Instructions for the task>
Revise the material starting at the line containing "the concrete driveway." and ending at the end of the material, replacing "photograph" with "image" and leaving everything else unchanged. Give back only those lines, without the pictures.

Data shown>
....

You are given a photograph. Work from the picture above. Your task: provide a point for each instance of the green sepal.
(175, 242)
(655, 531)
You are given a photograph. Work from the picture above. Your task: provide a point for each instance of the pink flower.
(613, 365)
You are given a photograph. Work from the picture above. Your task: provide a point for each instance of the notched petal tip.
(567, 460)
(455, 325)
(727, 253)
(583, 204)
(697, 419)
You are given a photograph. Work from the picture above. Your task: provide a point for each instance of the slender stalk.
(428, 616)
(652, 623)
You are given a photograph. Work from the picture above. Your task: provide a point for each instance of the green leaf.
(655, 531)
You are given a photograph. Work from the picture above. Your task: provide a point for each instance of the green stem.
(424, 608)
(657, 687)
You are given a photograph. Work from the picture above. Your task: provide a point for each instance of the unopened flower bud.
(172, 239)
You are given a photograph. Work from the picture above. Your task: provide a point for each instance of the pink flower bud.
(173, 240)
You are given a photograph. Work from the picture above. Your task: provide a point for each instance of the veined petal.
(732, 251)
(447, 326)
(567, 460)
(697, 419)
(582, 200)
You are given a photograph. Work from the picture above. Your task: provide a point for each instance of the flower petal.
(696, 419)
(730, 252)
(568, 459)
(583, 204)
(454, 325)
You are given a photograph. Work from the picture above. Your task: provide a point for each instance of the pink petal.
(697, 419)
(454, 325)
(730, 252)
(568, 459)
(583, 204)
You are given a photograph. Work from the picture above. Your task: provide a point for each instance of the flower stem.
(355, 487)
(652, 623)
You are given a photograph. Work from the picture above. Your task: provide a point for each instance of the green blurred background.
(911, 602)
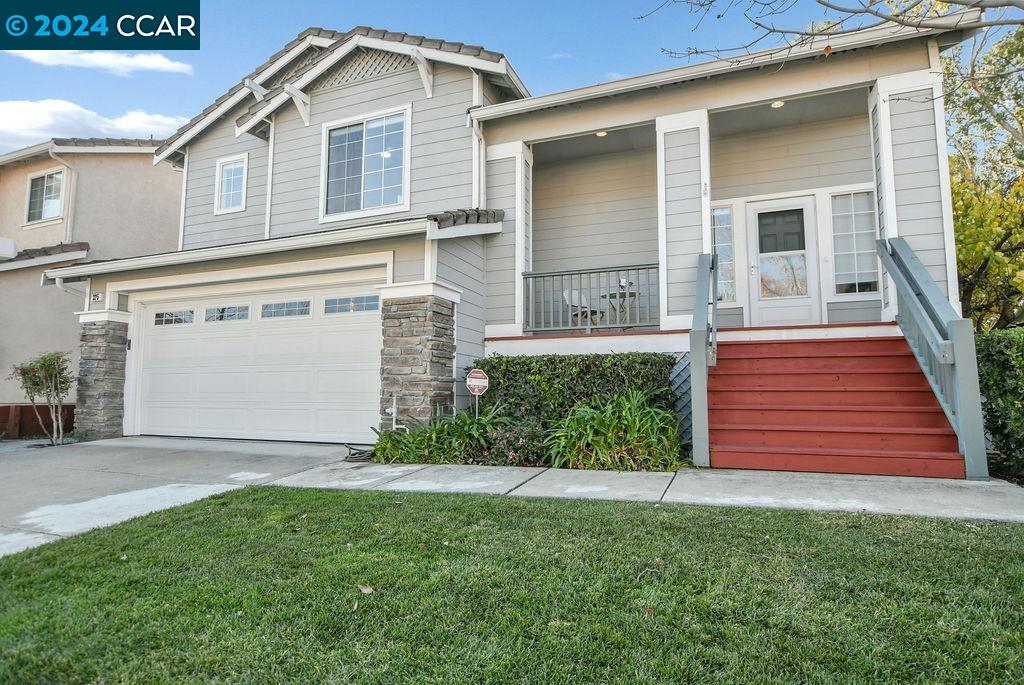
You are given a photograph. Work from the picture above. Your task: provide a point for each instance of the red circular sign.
(477, 382)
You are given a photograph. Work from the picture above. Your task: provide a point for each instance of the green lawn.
(262, 585)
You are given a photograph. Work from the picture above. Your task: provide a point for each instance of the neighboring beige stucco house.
(60, 202)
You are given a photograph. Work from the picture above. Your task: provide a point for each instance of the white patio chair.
(580, 308)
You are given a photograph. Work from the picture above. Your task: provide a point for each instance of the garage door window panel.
(285, 309)
(341, 305)
(174, 317)
(235, 312)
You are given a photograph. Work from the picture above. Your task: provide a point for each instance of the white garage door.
(288, 365)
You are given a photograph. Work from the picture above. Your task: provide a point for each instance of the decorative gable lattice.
(361, 65)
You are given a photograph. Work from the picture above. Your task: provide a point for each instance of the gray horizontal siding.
(440, 145)
(854, 312)
(202, 227)
(682, 217)
(782, 160)
(460, 262)
(915, 169)
(598, 212)
(501, 273)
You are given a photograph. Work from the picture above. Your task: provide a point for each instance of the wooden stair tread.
(838, 452)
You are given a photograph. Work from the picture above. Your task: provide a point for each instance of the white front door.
(291, 364)
(783, 282)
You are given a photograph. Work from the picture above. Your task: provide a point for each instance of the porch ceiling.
(589, 144)
(795, 112)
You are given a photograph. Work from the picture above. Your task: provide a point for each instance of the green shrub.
(623, 432)
(458, 439)
(1000, 372)
(519, 442)
(547, 387)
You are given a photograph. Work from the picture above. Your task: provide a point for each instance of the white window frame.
(229, 322)
(833, 293)
(735, 301)
(28, 197)
(244, 158)
(406, 204)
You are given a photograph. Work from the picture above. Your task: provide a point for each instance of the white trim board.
(272, 245)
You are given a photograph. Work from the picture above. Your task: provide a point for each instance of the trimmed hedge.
(1000, 372)
(547, 387)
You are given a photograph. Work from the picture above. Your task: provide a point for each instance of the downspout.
(69, 232)
(58, 282)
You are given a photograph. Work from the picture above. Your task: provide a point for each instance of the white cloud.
(120, 63)
(28, 122)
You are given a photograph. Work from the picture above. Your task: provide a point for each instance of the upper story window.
(45, 196)
(366, 166)
(854, 232)
(229, 194)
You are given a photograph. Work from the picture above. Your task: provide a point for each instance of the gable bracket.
(426, 71)
(301, 101)
(258, 91)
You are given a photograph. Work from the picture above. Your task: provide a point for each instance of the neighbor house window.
(721, 219)
(174, 317)
(281, 309)
(338, 305)
(854, 233)
(232, 313)
(45, 197)
(230, 184)
(366, 165)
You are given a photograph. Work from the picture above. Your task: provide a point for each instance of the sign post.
(477, 383)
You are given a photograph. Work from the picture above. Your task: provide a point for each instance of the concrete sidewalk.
(991, 500)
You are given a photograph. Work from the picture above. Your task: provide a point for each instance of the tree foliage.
(47, 379)
(984, 87)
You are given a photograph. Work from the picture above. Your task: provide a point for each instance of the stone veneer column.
(418, 356)
(100, 404)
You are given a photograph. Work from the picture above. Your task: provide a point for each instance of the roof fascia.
(338, 237)
(866, 38)
(242, 93)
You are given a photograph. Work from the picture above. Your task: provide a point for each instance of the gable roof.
(337, 44)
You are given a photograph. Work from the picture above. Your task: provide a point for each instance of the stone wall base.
(100, 407)
(418, 358)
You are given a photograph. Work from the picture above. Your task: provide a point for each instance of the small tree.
(47, 379)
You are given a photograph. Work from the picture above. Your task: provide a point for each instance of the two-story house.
(370, 211)
(61, 202)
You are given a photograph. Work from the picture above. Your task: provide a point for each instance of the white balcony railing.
(622, 297)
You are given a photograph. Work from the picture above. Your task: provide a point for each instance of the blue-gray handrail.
(704, 353)
(943, 343)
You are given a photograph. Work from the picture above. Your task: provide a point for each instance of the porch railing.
(704, 354)
(623, 297)
(943, 343)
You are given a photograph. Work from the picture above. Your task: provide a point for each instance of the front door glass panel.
(782, 254)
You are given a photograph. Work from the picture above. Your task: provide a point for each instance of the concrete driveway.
(50, 493)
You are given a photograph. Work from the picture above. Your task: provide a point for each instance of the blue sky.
(553, 44)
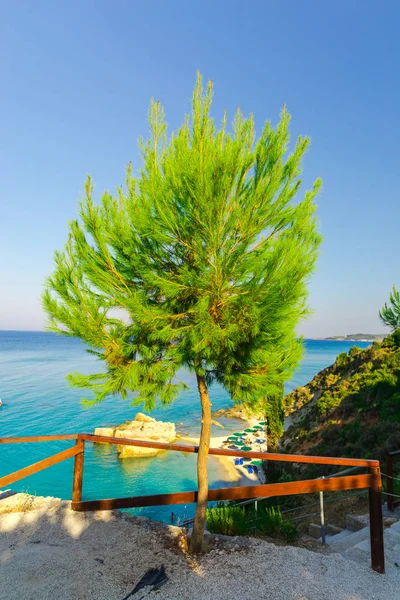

....

Task response>
You are given a image. Work from the picture above. Your task: provide a point for each instance of the concrete driveway.
(50, 493)
You are given a image. Work from the picture above. Your task: provide a point for each instance of the blue sky.
(553, 44)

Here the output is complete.